* **短い問題**
以下の記録のすべての行を、空行を除いて番号付きリストとして出力してください。画像は回答に含めないでください。

··········

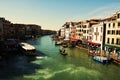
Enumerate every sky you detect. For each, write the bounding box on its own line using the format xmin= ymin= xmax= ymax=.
xmin=0 ymin=0 xmax=120 ymax=30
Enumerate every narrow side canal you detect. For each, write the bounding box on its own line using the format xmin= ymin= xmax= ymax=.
xmin=0 ymin=36 xmax=120 ymax=80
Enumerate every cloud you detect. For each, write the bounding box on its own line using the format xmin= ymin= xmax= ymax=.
xmin=87 ymin=3 xmax=120 ymax=18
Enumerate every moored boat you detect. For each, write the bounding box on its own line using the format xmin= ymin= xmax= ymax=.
xmin=18 ymin=42 xmax=36 ymax=56
xmin=93 ymin=56 xmax=110 ymax=63
xmin=60 ymin=49 xmax=67 ymax=55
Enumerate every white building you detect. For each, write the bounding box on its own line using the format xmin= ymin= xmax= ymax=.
xmin=92 ymin=22 xmax=105 ymax=51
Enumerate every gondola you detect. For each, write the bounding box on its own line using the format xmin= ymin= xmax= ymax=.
xmin=60 ymin=49 xmax=67 ymax=55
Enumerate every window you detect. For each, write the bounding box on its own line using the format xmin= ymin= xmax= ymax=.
xmin=118 ymin=22 xmax=120 ymax=27
xmin=109 ymin=23 xmax=110 ymax=28
xmin=107 ymin=38 xmax=110 ymax=43
xmin=111 ymin=38 xmax=114 ymax=44
xmin=100 ymin=36 xmax=102 ymax=41
xmin=116 ymin=30 xmax=119 ymax=35
xmin=112 ymin=30 xmax=115 ymax=34
xmin=0 ymin=28 xmax=2 ymax=32
xmin=117 ymin=14 xmax=120 ymax=18
xmin=116 ymin=39 xmax=120 ymax=45
xmin=107 ymin=30 xmax=110 ymax=34
xmin=113 ymin=23 xmax=115 ymax=28
xmin=101 ymin=27 xmax=103 ymax=32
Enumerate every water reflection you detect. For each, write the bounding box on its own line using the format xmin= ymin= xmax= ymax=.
xmin=0 ymin=36 xmax=120 ymax=80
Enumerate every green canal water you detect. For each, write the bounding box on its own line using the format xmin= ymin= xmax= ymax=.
xmin=0 ymin=36 xmax=120 ymax=80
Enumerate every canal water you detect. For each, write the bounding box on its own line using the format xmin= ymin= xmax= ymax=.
xmin=0 ymin=36 xmax=120 ymax=80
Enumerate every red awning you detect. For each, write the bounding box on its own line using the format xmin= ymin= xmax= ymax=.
xmin=88 ymin=41 xmax=101 ymax=46
xmin=71 ymin=37 xmax=78 ymax=42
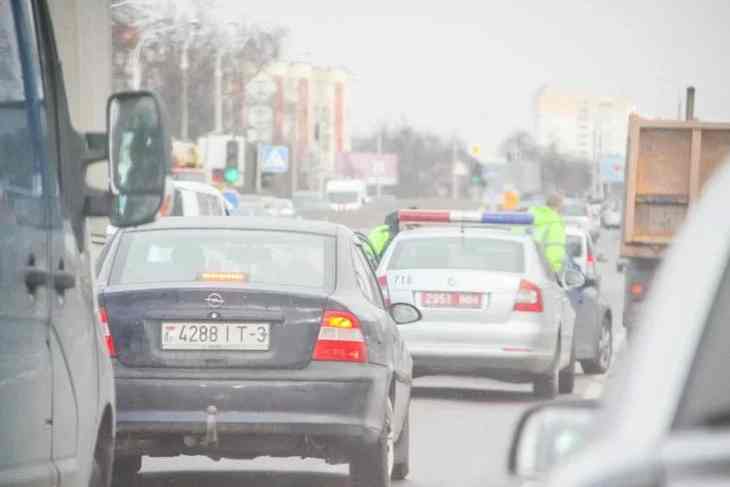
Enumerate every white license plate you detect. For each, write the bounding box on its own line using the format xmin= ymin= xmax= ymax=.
xmin=161 ymin=322 xmax=271 ymax=350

··········

* **課題への回答**
1. Enumerate every sky you detect. For each, write the bounding box on its own line using the format xmin= ymin= xmax= ymax=.
2. xmin=0 ymin=0 xmax=120 ymax=30
3. Enumerate every narrow side canal you detect. For each, write the bounding box on its own line using the format xmin= ymin= xmax= ymax=.
4. xmin=0 ymin=36 xmax=120 ymax=80
5. Enumerate every cloud you detect. For each, write the bounding box on its own line using the format xmin= ymin= xmax= ymax=.
6. xmin=87 ymin=3 xmax=120 ymax=18
7. Enumerate every moored boat you detect. For each, write the bounding box on its own line using the format xmin= ymin= xmax= ymax=.
8. xmin=18 ymin=42 xmax=36 ymax=56
9. xmin=93 ymin=56 xmax=110 ymax=63
10. xmin=60 ymin=49 xmax=67 ymax=55
11. Enumerate every white building you detect. For each, write the bounding box on its own line using the format xmin= ymin= xmax= ymax=.
12. xmin=92 ymin=22 xmax=105 ymax=51
13. Enumerate every gondola you detect. For each, write the bounding box on its own line using the format xmin= ymin= xmax= ymax=.
14. xmin=60 ymin=49 xmax=67 ymax=55
15. Enumerate every window you detect. For each, write the bounding box on its own line using the format xmin= ymin= xmax= ymax=.
16. xmin=118 ymin=22 xmax=120 ymax=27
17. xmin=109 ymin=23 xmax=110 ymax=28
18. xmin=107 ymin=38 xmax=110 ymax=43
19. xmin=111 ymin=38 xmax=114 ymax=44
20. xmin=100 ymin=36 xmax=102 ymax=41
21. xmin=116 ymin=30 xmax=119 ymax=35
22. xmin=112 ymin=30 xmax=115 ymax=34
23. xmin=0 ymin=28 xmax=2 ymax=32
24. xmin=117 ymin=14 xmax=120 ymax=18
25. xmin=116 ymin=39 xmax=120 ymax=45
26. xmin=107 ymin=30 xmax=110 ymax=34
27. xmin=113 ymin=23 xmax=115 ymax=28
28. xmin=101 ymin=27 xmax=103 ymax=32
29. Enumerate every water reflection you detect. For each, write the bounding box on its own line using the format xmin= ymin= xmax= ymax=.
30. xmin=0 ymin=36 xmax=120 ymax=80
31. Enumerate every green canal water you detect. For each, write the bounding box on its own line using the format xmin= ymin= xmax= ymax=.
32. xmin=0 ymin=36 xmax=120 ymax=80
33. Enumerate every canal water you detect. For each, write the bounding box on its own line using the format xmin= ymin= xmax= ymax=.
34. xmin=0 ymin=36 xmax=120 ymax=80
35. Enumerate every red awning you detect. For each, write the bounding box on its own line using the format xmin= ymin= xmax= ymax=.
36. xmin=88 ymin=41 xmax=101 ymax=46
37. xmin=71 ymin=37 xmax=78 ymax=42
38. Enumerate every white license plate you detect. For each, write the bounding box on its own line using the format xmin= ymin= xmax= ymax=.
39. xmin=161 ymin=322 xmax=271 ymax=350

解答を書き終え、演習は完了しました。